Stated task
Extract every line of the records below that contains the word "dock", matching its case exactly, and copy each such line in full.

Information supplied
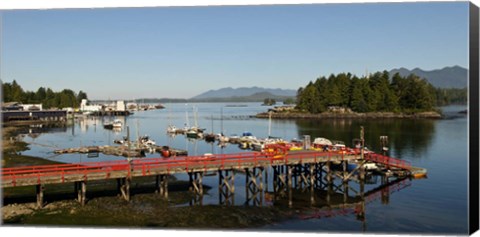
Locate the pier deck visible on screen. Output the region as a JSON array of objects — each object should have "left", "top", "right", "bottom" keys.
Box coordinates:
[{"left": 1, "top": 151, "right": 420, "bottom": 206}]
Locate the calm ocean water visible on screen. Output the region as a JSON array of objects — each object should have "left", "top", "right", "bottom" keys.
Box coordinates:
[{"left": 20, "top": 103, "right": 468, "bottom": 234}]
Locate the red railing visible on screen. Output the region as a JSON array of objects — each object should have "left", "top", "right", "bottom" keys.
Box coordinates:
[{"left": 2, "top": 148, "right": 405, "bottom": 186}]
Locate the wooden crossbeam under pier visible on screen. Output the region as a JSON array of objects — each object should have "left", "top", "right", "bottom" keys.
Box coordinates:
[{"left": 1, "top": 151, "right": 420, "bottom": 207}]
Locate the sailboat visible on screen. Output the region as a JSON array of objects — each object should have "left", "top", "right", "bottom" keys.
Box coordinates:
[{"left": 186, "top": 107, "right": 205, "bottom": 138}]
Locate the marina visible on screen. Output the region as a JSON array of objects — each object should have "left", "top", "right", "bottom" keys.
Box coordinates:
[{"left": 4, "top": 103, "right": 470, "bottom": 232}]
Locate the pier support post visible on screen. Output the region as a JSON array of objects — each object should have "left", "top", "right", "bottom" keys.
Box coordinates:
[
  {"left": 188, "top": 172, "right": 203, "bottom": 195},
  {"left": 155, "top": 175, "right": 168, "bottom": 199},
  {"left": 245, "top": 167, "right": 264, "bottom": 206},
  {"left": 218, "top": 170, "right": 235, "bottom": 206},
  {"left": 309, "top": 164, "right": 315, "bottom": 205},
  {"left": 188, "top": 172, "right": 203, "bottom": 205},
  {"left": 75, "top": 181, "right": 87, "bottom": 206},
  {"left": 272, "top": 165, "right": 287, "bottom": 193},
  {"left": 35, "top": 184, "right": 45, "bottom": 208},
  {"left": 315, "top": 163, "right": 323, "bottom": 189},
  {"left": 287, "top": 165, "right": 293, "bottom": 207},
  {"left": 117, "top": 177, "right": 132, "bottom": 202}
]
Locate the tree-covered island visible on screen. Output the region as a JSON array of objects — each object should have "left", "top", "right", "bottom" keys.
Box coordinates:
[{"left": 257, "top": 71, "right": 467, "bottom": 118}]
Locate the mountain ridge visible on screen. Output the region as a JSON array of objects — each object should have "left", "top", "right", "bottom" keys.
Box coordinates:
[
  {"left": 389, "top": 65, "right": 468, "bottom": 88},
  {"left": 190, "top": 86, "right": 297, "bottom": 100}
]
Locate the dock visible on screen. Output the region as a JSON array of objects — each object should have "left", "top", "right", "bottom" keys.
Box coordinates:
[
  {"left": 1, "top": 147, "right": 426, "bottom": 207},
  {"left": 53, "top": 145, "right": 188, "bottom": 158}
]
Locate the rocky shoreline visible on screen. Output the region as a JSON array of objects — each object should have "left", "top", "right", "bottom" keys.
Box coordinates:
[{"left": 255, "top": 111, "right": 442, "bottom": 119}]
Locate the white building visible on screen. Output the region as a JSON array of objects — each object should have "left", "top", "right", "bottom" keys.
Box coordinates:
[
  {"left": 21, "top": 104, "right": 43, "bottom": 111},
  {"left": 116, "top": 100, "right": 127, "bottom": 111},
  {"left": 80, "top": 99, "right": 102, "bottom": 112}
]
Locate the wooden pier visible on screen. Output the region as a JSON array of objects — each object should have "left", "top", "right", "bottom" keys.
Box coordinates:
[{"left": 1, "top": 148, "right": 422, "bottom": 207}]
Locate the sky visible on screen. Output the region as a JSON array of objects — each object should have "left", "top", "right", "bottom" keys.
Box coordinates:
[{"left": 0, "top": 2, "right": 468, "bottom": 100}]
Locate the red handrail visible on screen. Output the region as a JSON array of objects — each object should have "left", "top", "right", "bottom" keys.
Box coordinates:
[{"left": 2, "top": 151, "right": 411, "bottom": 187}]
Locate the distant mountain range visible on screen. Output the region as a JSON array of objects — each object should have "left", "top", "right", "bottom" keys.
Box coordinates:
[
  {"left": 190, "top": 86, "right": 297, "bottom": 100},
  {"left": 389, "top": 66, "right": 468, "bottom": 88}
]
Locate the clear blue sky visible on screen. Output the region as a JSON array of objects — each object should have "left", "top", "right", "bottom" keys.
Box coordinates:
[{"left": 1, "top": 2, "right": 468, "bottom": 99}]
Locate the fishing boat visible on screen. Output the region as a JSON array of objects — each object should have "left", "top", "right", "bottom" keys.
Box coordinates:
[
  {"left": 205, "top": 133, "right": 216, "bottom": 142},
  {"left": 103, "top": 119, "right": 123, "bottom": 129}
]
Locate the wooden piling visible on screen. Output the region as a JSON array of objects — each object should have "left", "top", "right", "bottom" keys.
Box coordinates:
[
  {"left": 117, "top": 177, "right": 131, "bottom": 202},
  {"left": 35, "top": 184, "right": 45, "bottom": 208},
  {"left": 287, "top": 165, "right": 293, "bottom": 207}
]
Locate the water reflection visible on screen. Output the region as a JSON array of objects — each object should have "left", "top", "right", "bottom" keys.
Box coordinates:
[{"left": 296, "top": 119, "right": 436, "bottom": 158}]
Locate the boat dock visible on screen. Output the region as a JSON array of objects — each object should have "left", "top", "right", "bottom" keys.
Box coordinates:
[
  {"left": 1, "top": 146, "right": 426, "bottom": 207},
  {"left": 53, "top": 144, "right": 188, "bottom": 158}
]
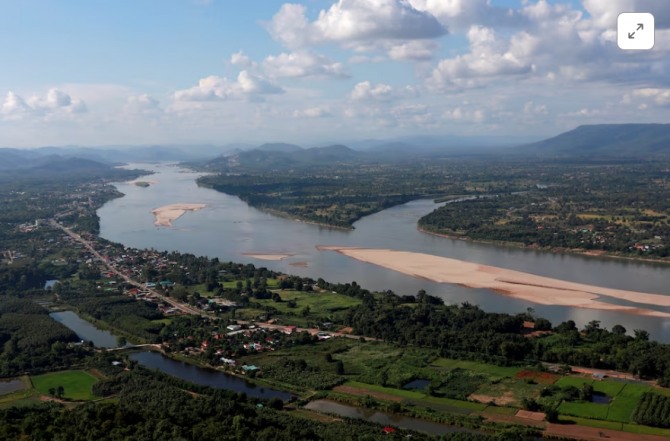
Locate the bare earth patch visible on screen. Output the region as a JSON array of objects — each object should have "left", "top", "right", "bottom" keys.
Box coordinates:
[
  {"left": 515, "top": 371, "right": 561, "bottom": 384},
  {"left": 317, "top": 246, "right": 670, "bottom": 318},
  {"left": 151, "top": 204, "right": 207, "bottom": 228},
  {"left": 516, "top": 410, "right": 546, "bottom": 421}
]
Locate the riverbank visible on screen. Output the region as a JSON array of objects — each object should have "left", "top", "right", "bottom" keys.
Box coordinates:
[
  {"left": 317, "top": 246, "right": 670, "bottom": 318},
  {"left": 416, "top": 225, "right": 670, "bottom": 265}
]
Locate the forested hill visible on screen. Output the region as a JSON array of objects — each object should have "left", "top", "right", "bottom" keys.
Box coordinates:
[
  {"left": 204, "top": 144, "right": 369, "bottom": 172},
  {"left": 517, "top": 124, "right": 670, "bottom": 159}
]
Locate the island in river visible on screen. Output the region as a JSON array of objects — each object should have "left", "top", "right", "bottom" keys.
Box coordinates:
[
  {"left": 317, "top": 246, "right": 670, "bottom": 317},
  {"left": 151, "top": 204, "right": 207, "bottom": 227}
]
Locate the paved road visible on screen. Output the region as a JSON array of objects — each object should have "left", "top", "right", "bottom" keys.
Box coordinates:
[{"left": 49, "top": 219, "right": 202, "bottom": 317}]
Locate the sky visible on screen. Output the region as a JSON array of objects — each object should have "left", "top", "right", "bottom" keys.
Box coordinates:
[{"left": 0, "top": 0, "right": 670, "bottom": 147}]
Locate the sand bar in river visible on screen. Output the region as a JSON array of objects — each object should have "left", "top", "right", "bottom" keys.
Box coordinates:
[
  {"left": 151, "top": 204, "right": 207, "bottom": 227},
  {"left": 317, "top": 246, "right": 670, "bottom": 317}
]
* * *
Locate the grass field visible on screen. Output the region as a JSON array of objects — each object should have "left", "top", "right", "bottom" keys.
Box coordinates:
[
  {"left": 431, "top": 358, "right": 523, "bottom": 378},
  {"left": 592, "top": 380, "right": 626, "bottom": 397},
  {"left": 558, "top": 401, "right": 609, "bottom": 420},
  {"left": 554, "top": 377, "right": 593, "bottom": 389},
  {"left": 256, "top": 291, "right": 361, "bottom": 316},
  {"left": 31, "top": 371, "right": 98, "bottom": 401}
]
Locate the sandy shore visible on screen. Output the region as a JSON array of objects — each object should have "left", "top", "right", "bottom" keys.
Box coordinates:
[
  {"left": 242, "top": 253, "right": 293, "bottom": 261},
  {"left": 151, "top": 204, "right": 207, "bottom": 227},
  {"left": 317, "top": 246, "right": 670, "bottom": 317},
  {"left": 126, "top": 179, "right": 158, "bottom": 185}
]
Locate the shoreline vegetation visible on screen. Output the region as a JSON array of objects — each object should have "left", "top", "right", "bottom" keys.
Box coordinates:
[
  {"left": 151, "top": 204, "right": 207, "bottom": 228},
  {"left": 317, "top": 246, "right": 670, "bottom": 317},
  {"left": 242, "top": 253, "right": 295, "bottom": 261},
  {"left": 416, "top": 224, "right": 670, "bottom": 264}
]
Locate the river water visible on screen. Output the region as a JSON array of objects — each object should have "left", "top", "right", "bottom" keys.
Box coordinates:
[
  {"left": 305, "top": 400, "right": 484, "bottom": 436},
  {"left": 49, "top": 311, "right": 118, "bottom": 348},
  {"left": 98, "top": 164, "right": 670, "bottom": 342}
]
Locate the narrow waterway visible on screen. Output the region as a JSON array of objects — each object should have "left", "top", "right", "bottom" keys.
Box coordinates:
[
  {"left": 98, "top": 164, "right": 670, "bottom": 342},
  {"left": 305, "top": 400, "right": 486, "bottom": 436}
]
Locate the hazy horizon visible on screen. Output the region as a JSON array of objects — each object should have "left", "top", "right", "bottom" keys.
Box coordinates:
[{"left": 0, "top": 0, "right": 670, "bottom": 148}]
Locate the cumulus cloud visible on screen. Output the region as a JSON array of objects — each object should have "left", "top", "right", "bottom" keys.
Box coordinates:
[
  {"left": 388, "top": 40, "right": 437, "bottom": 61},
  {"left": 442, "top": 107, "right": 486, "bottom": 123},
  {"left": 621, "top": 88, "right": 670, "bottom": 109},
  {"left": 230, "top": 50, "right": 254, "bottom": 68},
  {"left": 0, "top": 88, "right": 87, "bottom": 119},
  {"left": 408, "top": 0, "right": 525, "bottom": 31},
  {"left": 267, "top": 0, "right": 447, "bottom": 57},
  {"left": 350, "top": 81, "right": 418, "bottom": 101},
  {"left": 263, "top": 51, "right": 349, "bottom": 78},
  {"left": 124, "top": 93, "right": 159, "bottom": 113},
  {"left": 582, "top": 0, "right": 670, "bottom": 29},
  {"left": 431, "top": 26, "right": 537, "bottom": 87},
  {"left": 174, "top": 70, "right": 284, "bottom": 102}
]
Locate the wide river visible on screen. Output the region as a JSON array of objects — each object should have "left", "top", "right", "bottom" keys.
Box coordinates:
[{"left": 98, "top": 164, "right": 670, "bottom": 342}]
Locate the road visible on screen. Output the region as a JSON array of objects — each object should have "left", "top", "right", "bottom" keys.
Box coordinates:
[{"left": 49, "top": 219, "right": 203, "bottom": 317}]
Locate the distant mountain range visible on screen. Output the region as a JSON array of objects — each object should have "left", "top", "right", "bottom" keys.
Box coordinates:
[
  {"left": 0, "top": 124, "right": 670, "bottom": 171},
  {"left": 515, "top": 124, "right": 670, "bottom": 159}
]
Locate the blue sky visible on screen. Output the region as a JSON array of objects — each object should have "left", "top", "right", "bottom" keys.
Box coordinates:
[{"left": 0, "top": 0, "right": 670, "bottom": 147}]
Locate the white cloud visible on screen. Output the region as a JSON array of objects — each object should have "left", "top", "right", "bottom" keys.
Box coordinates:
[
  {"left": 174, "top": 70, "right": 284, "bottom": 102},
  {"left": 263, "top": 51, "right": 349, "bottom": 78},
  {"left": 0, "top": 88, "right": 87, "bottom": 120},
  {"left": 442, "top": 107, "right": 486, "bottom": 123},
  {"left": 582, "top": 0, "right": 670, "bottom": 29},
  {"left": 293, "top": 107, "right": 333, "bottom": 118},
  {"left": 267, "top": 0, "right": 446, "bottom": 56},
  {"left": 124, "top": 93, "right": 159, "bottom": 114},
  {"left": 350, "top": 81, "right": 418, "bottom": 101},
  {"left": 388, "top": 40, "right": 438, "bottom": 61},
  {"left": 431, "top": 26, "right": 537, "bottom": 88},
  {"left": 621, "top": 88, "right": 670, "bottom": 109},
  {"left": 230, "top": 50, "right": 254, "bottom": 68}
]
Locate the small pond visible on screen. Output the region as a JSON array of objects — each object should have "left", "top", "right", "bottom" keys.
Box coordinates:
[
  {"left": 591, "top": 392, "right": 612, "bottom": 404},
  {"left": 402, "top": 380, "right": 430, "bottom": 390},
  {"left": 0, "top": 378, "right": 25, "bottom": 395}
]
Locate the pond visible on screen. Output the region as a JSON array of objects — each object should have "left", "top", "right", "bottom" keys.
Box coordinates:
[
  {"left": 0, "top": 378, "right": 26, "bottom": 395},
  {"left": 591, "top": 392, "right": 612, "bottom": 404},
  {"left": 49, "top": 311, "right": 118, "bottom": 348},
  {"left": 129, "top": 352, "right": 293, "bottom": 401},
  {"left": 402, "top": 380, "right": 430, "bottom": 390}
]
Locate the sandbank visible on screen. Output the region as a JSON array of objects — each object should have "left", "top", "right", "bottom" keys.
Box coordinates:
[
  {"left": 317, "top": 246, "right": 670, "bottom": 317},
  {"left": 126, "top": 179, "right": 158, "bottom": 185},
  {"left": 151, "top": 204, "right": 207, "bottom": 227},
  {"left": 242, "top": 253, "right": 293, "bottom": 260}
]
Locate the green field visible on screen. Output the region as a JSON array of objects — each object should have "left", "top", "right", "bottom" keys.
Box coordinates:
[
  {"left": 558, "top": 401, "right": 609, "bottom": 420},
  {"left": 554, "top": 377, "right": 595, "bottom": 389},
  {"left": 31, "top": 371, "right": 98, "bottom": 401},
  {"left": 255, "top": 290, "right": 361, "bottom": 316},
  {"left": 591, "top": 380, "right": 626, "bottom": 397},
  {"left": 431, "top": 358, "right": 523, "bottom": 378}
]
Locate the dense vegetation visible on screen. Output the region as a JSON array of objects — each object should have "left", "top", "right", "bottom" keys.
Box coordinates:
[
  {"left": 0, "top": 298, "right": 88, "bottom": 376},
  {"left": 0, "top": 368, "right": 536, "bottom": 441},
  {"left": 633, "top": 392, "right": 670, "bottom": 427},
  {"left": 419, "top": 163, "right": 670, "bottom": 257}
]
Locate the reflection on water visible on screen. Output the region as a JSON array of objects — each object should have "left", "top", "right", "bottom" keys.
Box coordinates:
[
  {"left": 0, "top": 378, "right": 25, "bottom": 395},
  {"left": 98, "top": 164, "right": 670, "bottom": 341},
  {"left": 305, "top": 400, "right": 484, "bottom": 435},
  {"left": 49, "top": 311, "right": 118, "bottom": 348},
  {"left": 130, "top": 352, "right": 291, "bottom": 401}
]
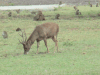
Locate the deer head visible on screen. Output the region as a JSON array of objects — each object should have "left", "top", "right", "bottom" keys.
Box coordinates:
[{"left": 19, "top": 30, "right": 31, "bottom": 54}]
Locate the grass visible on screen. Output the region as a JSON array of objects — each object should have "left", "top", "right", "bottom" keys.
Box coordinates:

Problem solution
Locate the dock visible on screen. Output the region as a JSON array of objects — each object should have "left", "top", "right", "bottom" keys.
Locate the boat dock visible on screen. Output the region as a JSON array of objects — each object should have "left", "top", "right", "bottom" keys.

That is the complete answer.